EXPLORE THE MATERIAL:
1. Answer these questions about the excerpt on video-RAG, one line each, marked (a), (b) and (c):
(a) What does the timestamp metadata in each retrieved chunk let the generation model produce?
(b) Which vector database does the excerpt say handles the small-to-medium tier comfortably?
(c) In the pipeline summary, what are the transcripts embedded with?
2. Copy word for word the part of the excerpt on video-RAG from "Realistic numbers for" to "(move to Qdrant/Weaviate)".
3. Sum up the excerpt on video-RAG in three sentences.

SOURCE EXTRACT:
· · ·

Timestamp-precise citation in generated answers

One under-used feature of video-RAG specifically: the timestamp metadata in each retrieved chunk lets the generation model produce answers with timestamp-precise citations back to the source video. Instead of "the founder mentioned this in the Q3 all-hands" (which leaves the user to find it), the answer can be "the founder mentioned this at [00:23:14] in the Q3 all-hands" with a link the user can click to jump to the exact moment.

For internal-tool AI assistants, this changes the user experience meaningfully — answers become verifiable, the source is traceable, and the user can confirm the AI's interpretation by watching the actual passage. The grounding is concrete in a way that's harder to achieve with text-source-only RAG.

Performance characteristics at scale

Realistic numbers for a small-to-medium organizational deployment:

Corpus sizeChunksEmbedding time (one-shot)StorageQuery latency
50 hours of video (~50 transcripts)~5,000-10,000~5-15 minutes (CPU)~50 MB< 100ms
500 hours (~500 transcripts)~50,000-100,000~1-2 hours (CPU), 10-20 min (GPU)~500 MB< 200ms
5,000 hours (large org corpus)~500k-1M chunks~10-20 hours (CPU), 1-2 hours (GPU)~5 GB< 500ms (move to Qdrant/Weaviate)

For most teams, ChromaDB handles the small-to-medium tier comfortably. At larger scale, migrating to a managed vector database (Pinecone, Qdrant, Weaviate) is straightforward — the chunking, embedding, and metadata patterns transfer directly.

The pipeline summary

Convert videos to structured Markdown transcripts via video-to-markdown → chunk by H2 sections with parent-document linking → embed with sentence-transformers → store in ChromaDB (or production vector DB at scale) → retrieve at query time → feed to generation model with timestamp-precise citation. For the broader knowledge-base context that integrates web content alongside video, see building a web knowledge base for AI. For the workflow of building a complete searchable video library, see building a searchable video library. For the speaker-identification details that affect chunk metadata, see speaker identification in video transcription.

· · ·

DATA EXTRACTS:
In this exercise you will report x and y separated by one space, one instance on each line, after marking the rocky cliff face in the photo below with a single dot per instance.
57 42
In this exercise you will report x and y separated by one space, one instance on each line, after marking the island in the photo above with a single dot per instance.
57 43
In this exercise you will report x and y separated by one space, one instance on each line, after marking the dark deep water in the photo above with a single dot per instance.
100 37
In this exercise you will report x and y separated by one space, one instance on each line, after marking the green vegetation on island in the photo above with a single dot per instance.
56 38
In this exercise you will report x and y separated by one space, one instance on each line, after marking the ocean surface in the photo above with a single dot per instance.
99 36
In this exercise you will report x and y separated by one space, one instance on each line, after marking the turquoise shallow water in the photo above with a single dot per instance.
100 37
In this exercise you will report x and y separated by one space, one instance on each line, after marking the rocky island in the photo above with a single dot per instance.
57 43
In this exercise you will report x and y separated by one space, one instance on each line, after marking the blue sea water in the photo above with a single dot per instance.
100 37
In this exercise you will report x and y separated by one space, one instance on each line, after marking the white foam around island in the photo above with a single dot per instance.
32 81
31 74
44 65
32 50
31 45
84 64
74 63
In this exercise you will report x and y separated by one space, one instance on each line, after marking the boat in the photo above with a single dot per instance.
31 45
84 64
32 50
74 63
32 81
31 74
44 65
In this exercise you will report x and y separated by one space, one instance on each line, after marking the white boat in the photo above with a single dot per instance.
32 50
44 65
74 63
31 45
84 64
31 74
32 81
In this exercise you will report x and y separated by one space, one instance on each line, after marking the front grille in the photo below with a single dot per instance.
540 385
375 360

· · ·

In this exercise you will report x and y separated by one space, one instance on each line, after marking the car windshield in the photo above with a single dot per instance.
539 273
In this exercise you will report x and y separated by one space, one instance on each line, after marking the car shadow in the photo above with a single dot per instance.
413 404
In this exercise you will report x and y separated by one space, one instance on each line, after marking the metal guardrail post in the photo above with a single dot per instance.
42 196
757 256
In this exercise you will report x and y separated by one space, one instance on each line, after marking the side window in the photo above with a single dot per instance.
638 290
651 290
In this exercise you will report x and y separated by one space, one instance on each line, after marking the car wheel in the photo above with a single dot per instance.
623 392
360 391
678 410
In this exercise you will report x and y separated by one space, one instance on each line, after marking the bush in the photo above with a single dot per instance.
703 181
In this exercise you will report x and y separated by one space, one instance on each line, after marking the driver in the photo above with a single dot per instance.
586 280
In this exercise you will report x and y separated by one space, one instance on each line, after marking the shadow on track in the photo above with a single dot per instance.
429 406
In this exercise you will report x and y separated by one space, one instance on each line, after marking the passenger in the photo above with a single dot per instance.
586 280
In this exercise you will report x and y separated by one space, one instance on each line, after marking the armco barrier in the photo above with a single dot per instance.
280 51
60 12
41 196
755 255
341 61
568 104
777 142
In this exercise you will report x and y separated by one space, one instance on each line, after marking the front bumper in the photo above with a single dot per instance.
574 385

· · ·

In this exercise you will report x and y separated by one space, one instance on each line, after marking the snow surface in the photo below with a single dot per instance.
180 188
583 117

· · ·

ANSWERS GIVEN:
1.
(a) Answers with timestamp-precise citations back to the source video.
(b) ChromaDB.
(c) Sentence-transformers.

2.
Realistic numbers for a small-to-medium organizational deployment:

Corpus sizeChunksEmbedding time (one-shot)StorageQuery latency
50 hours of video (~50 transcripts)~5,000-10,000~5-15 minutes (CPU)~50 MB< 100ms
500 hours (~500 transcripts)~50,000-100,000~1-2 hours (CPU), 10-20 min (GPU)~500 MB< 200ms
5,000 hours (large org corpus)~500k-1M chunks~10-20 hours (CPU), 1-2 hours (GPU)~5 GB< 500ms (move to Qdrant/Weaviate)

3. In video-RAG, the timestamp metadata in each retrieved chunk lets the generation model cite the exact moment in the source video, with a link the user can click. For internal-tool AI assistants, this makes answers verifiable and the source traceable, and users can check the AI's reading by watching the passage. The pipeline turns videos into Markdown transcripts, splits them into chunks by H2 sections, embeds them with sentence-transformers, and stores them in ChromaDB, with a move to a managed vector database being straightforward at larger scale.